__Problem details__: Begin at the line containing "If you could mark the wooden" and end at the final line of the entries. Please reproduce those lines exactly.

__Referring expression pointing data__:
□ □ □

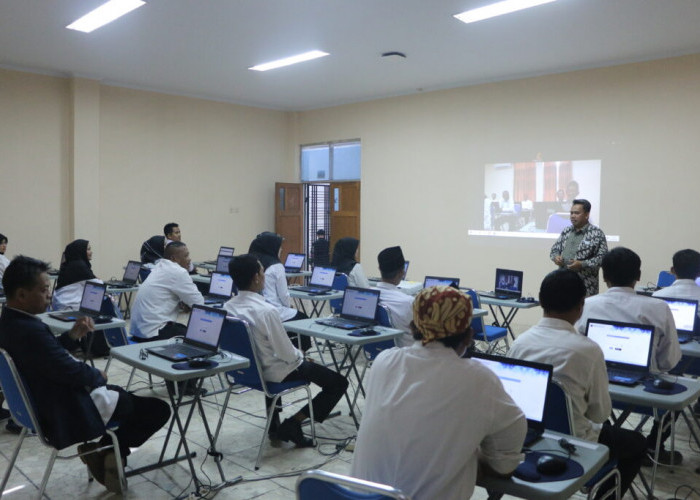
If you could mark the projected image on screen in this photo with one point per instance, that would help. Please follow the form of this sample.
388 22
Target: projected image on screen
534 198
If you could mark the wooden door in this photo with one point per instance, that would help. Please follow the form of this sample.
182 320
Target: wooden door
345 210
289 216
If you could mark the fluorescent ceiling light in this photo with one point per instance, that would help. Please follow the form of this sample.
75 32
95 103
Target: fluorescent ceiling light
498 9
306 56
105 13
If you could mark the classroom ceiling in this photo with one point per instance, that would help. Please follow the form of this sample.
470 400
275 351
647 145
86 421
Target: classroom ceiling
202 48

□ □ □

__Final answer__:
If you could mark the wooden door in this photo with one point per instance, that would help. Please follow the form of this sample.
182 320
Target: wooden door
345 210
289 216
If you could mark the fluorescent ceiling light in this photo with one point per instance, that would help. Please follow the form of this sample.
75 32
95 103
Target: fluorescent ceiling light
498 9
306 56
105 13
If you could mark the classroom ceiling in this photo with one point per instance, that would help. Please follow the form of this sample.
470 400
275 351
647 145
86 421
Target: classroom ceiling
202 48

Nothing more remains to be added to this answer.